_CHALLENGE_
Output every one of the records below as a two-column CSV with the header names "request" and "points", one row per request. Put the request text in the first column and its answer in the second, place each in a single quoted field with line breaks changed to spaces, and leave out the pictures.

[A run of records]

>>>

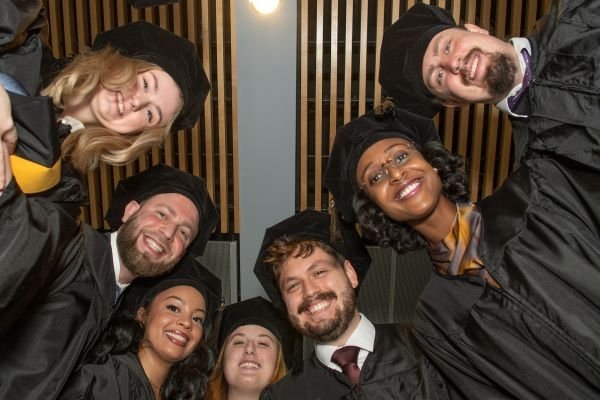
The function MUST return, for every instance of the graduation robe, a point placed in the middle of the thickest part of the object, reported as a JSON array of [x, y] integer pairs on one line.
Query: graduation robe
[[57, 289], [396, 369], [538, 335], [118, 377]]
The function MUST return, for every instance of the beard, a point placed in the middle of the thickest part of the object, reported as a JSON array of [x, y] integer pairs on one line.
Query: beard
[[134, 260], [500, 76], [330, 330]]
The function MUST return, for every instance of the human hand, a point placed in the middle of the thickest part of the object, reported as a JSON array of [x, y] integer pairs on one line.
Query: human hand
[[8, 138], [8, 132]]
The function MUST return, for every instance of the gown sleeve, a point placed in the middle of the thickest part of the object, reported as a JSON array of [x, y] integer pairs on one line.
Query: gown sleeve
[[37, 238]]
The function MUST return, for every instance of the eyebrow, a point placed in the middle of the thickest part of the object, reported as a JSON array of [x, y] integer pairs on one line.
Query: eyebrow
[[436, 45], [183, 302], [156, 91], [387, 149]]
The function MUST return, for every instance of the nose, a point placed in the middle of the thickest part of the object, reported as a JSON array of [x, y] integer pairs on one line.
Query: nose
[[168, 230], [249, 348], [139, 101], [185, 321], [394, 173], [451, 64], [310, 289]]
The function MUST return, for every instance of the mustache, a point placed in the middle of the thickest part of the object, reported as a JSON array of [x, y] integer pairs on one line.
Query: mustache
[[318, 297]]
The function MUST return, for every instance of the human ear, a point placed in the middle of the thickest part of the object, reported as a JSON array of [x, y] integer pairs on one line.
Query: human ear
[[351, 273], [140, 315], [130, 209], [476, 29]]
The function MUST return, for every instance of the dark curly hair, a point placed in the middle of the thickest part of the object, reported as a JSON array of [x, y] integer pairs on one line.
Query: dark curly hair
[[187, 379], [382, 230]]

<<<

_ANSWER FOR THE TASK_
request,points
"The function MUST return, for every instance of the graduation robe, a point placed in the middle of the thickest part of the object, reported as a JSON array of [x, y] integer pairs on one line. Query: graduation robe","[[57, 289], [396, 369], [538, 335], [118, 377]]"
"The function MUST return, for every instance of the beard, a point placed in the middle of the thickest part of the object, reported as a JSON array of [x, y] integer pairs on one line. Query: beard","[[134, 260], [500, 76], [330, 330]]"
"The function MUST return, for every instance of the human hand, a point placed in the middle of the thickest part of the object, reported as a JSON array of [x, y] integer pairs on one line. Query: human hand","[[8, 138], [8, 132]]"
"The function MUST return, for every instance of the gown sleeve, a point placed in the middle of the thickest part of the object, reported as a JSON array of [x, y] integer pairs on one line. Query: gown sleeve","[[37, 238]]"
"The function MUST return, for every instance of the eyebrow, a point placed in the middle of the thickest part of the object, reported as a JSON array of [x, y] integer pairs on one line. Query: eyebrow","[[436, 45], [183, 302], [156, 91], [387, 149]]"
"The function MUST return, for every instance of the nose, a point placed in the middle of the thickest part of the object, reported as a JSON array of [x, y] integer pairs on one line. Query: nose","[[168, 230], [249, 348], [139, 101], [185, 321], [394, 173], [451, 64], [310, 289]]"
"The function MUST return, for every instance of the mustache, a point placed in the middle of the thickest part of the object, reported as a JSON array of [x, y] integer pairs on one line. Query: mustache","[[318, 297]]"
"The function MUST return, for every instance of the human ear, a point placed in the middle of the thickest part of the object, reported as a JSON array of [x, y] integer pairs on one line. Query: human ear","[[351, 273], [140, 315], [130, 209], [476, 29]]"
"The function MUST return, for every instance of the dark curly hair, a point placed in the middle of the thickest part of the object, reported as a JSON array of [x, y] integer pairs on one line. Query: dark curly hair","[[187, 379], [382, 230]]"